Selected extract -
.....

Studio album by Esoteric
- Released: 11 November 2011
- Recorded: May–June 2011
- Venue: London, England
- Studio: Priory Recording Studios
- Genre: Doom metal
- Length: 90:18
- Label: Season of Mist
- Producer: Esoteric

Esoteric chronology
| The Maniacal Vale (2008) | Paragon of Dissonance (2011) | A Pyrrhic Existence (2019) |

= Paragon of Dissonance =

Paragon of Dissonance is the sixth studio album by the British doom metal band Esoteric. It is a double album and was released in 2011 through Season of Mist Records. A two-disc vinyl edition of the album was released through Finnish label Svart Records on 25 April 2012.

.....

Entries shown -
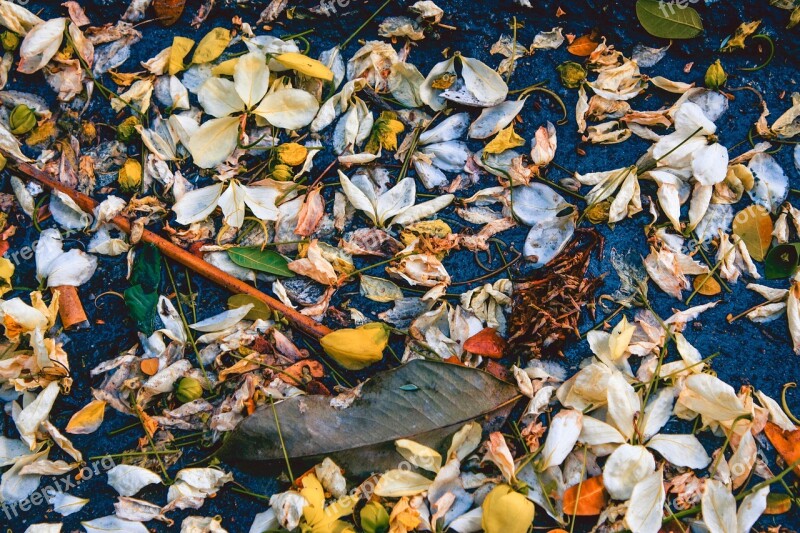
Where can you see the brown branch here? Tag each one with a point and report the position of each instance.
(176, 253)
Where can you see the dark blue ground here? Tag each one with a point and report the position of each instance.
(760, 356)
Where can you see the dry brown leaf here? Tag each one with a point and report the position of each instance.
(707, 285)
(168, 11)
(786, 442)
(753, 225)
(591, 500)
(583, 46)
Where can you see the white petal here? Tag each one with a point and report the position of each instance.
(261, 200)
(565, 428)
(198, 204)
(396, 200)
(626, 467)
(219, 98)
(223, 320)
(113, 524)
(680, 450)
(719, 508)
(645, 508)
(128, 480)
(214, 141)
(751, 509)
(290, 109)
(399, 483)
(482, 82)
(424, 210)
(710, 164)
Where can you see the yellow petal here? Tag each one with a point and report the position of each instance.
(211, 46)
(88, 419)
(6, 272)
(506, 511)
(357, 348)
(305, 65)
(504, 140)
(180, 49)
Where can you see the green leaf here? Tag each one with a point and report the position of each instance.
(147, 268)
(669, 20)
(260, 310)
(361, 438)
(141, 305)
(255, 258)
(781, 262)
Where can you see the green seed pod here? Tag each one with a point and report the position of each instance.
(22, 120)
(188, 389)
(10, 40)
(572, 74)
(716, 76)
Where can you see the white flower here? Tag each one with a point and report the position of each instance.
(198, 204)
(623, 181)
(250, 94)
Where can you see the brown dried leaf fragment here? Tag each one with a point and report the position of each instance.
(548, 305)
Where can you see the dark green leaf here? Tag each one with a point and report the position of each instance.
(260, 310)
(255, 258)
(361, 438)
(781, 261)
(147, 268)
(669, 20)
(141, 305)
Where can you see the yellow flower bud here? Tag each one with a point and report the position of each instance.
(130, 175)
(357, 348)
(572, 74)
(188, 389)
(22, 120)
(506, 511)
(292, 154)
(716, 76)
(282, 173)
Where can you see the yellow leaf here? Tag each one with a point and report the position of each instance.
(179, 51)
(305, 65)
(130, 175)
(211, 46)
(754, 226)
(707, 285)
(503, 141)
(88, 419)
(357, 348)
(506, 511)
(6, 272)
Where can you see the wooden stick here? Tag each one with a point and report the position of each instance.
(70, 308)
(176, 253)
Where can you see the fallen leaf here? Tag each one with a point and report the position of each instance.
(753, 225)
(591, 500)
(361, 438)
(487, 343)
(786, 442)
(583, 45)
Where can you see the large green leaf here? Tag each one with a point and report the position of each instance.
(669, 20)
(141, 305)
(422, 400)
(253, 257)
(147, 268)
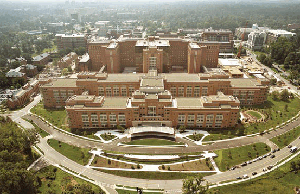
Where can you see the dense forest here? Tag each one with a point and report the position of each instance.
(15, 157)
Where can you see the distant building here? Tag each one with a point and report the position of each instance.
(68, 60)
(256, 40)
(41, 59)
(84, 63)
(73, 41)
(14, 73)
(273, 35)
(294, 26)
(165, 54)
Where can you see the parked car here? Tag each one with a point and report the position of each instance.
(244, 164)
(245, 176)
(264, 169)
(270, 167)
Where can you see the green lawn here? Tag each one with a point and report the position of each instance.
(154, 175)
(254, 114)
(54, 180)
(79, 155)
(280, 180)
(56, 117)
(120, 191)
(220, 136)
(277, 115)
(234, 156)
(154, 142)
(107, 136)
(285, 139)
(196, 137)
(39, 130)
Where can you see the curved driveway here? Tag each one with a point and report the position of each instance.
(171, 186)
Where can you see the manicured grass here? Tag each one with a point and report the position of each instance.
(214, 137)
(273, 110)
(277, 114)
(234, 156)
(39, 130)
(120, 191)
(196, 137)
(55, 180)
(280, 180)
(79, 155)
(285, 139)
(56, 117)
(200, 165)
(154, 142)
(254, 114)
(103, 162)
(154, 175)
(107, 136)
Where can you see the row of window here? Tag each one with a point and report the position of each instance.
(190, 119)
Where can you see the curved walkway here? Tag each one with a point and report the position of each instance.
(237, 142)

.....

Written request -
Set down the entire text on Paragon of Dissonance above word for word, with no changes.

Answer to the task -
Studio album by Esoteric
- Released: 11 November 2011
- Recorded: May–June 2011
- Venue: London, England
- Studio: Priory Recording Studios
- Genre: Doom metal
- Length: 90:18
- Label: Season of Mist
- Producer: Esoteric

Esoteric chronology
| The Maniacal Vale (2008) | Paragon of Dissonance (2011) | A Pyrrhic Existence (2019) |

= Paragon of Dissonance =

Paragon of Dissonance is the sixth studio album by the British doom metal band Esoteric. It is a double album and was released in 2011 through Season of Mist Records. A two-disc vinyl edition of the album was released through Finnish label Svart Records on 25 April 2012.